▸ **Problemas y tareas**
[1] Contesta estas preguntas con lo que dice el relato sobre el fútbol:
(a) ¿Qué edad tenía el narrador cuando no conocía las palabras de este deporte?
(b) ¿Qué repetía en realidad el locutor como muletilla?
(c) ¿En qué gastaron el dinero de la entrada el narrador y su amigo?
[2] Según el relato sobre el fútbol, ¿son ciertas estas afirmaciones? Responde sí o no a cada una y copia las palabras del relato que lo deciden.
(a) Al padre del narrador le gustaba mucho el fútbol.
(b) El narrador y su amigo entraron al estadio sin pagar.
(c) El narrador todavía recuerda qué equipos jugaban esa noche.
[3] Retoma el relato sobre el fútbol a partir de su última oración.

▸ **Fragmento seleccionado**
○ ○ ○

A propósito del fútbol, que hoy avasalla nuestros sentidos, desbarata programaciones televisivas y abigarra la pantalla de colores patrios, recuerdo cuando este deporte no era lo que es ahora, cuando no tenía la convocatoria suficiente para transformar la sintonía de un partido en poco menos que en una transmisión ecuménica. Era la radio la que campeaba con esos relatos apasionados que le hacían creer a uno, pequeño imberbe, que poco menos que los rivales se jugaban la vida en cada una de esas intervenciones, tan apasionadamente narradas por el locutor de turno. A mis doce años, desconocía la terminología de este deporte, plagado de palabras extrañas: faul, ofside, córner, güin derecho, güin izquierdo, insaider, jalf, y otros términos que llegaban a mis oídos inexpertos sin ortografía que valiera y sin traductor que los validara o corrigiese.
Mi padre, que no era para nada adicto al fútbol, una noche sintonizó una transmisión en la cual el locutor parecía repetir a cada instante: ¡Dios nos libre y favorezca! Y yo, ignaro y acuciada mi imaginación, recreaba una contienda bíblica en que un severo juez imponía horribles torturas a los contendientes. Mucho más tarde, avergonzado, supe que Dios no tenía nada que ver en esto y que lo que el locutor repetía como una muletilla, era: ¡Tiro libre favorable para!..
Para mí, Chile era lo mismo que la Universidad de Chile, tanto así, que pretendí elegír a ese equipo como mi favorito, ya que todos tenían uno. Un poco después, un amigo que vivía unas pocas casas más lejos de la mía, me explicó que Colo Colo era el equipo más grande que existía en Chile y en el mundo. Y yo, que era cera virgen para que se imprimiese en ella cualquier tendencia, le creí a pies juntillas dicho aserto y para corroborarlo, asistimos una noche cualquiera a una reunión doble en el Estadio Nacional. Mi madre me había pasado el dinero para la entrada, pero como mi amigo era de estirpe ladina, me convenció que gastáramos dicha plata en unos exquisitos sándwiches de pernil y que ingresáramos al estadio como colados.
Yo, temeroso, seguí sus indicaciones y, como éramos un par de pergenios, nos mezclamos entre la muchedumbre y en un dos por tres estuvimos adentro del coliseo. Quedé alucinado con el espectáculo, las graderías estaban repletas y en la cancha, dos equipos, que ya no recuerdo cuales eran, disputaban el blanco balón sobre una carpeta verde con aroma a pasto recién cortado. Era una de esas reuniones dobles en que venían equipos de Argentina, Brasil y de Europa a disputar entretenidos partidos amistosos. Mi amigo gritaba y silbaba y yo me levantaba y me sentaba -del mismo modo que lo hago ahora en la iglesia-, siguiendo a la gente que voceaba, maldecía y gritaba, sin sentido alguno.

○ ○ ○

▸ **Datos proporcionados**

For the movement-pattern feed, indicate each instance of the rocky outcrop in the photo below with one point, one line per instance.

○ ○ ○

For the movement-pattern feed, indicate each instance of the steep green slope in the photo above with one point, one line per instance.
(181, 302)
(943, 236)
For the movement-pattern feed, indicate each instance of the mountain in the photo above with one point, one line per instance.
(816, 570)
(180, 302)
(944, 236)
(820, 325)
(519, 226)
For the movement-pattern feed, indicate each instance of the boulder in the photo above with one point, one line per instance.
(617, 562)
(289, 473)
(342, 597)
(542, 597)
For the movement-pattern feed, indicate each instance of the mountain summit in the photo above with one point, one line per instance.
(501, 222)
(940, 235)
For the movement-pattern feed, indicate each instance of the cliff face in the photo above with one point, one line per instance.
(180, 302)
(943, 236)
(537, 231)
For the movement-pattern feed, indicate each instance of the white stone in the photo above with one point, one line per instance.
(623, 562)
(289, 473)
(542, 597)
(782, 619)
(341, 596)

○ ○ ○

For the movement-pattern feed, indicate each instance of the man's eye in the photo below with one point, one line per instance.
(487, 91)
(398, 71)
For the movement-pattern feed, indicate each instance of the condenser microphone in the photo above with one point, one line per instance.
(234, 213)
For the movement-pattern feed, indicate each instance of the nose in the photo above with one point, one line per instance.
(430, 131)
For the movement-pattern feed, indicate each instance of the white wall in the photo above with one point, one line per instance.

○ ○ ○

▸ **Respuestas**
[1]
(a) Doce años.
(b) «¡Tiro libre favorable para!»
(c) En unos sándwiches de pernil.

[2]
(a) No: «Mi padre, que no era para nada adicto al fútbol».
(b) Sí: «ingresáramos al estadio como colados».
(c) No: «dos equipos, que ya no recuerdo cuales eran».

[3]
Al final, apareció Colo Colo, todos los jugadores con su alba camiseta y pantalón negro, tenida que me pareció demasiado elegante para un juego en que se corría mucho, se sudaba a raudales y los costalazos se sucedían con demasiada frecuencia. Pero bastó que el blanco equipo, tan recomendado por mi amigo, marcara un tanto, para que yo sintiera una extraña electricidad, puesto que salté como si me hubiesen pellizcado el trasero y la palabra gooooooooooooooooooool se estiró en mi boca como una proclama. Y allí mismo, en ese mismo instante, acaso por condescender con mi amigo, que saltaba y gritaba como un loco, tal vez, flechado por esa magia voltaica que se transmitía de cuerpo a cuerpo, acaso enamorado a primera vista de esa enseña elegante y gallarda, quizás seducido por esos jugadores aguerridos que le imprimían pasión a cada jugada, fue que comenzó este romance del que hasta hoy soy cautivo.
Y ahora, cuando contemplo un partido en la pantalla en colores, cuando veo a toda esa gente arracimada en las graderías y ese inmaculado césped, echo de menos esos memorables encuentros que dibujaba en mi mente, incentivada con esos relatos vibrantes que describían epopeyas y martirios, heroicas gestas, en las que se vencía o se moría. Hoy, el espectáculo se me ofrece como una opulenta mesa, con exquisitos manjares, de los cuales conozco su composición, pero no su magia. La misma magia que se quedó dormida en esas gargantas prodigiosas que me hacían soñar despierto en aquellos años pretéritos cuando el fútbol era una hermosa leyenda...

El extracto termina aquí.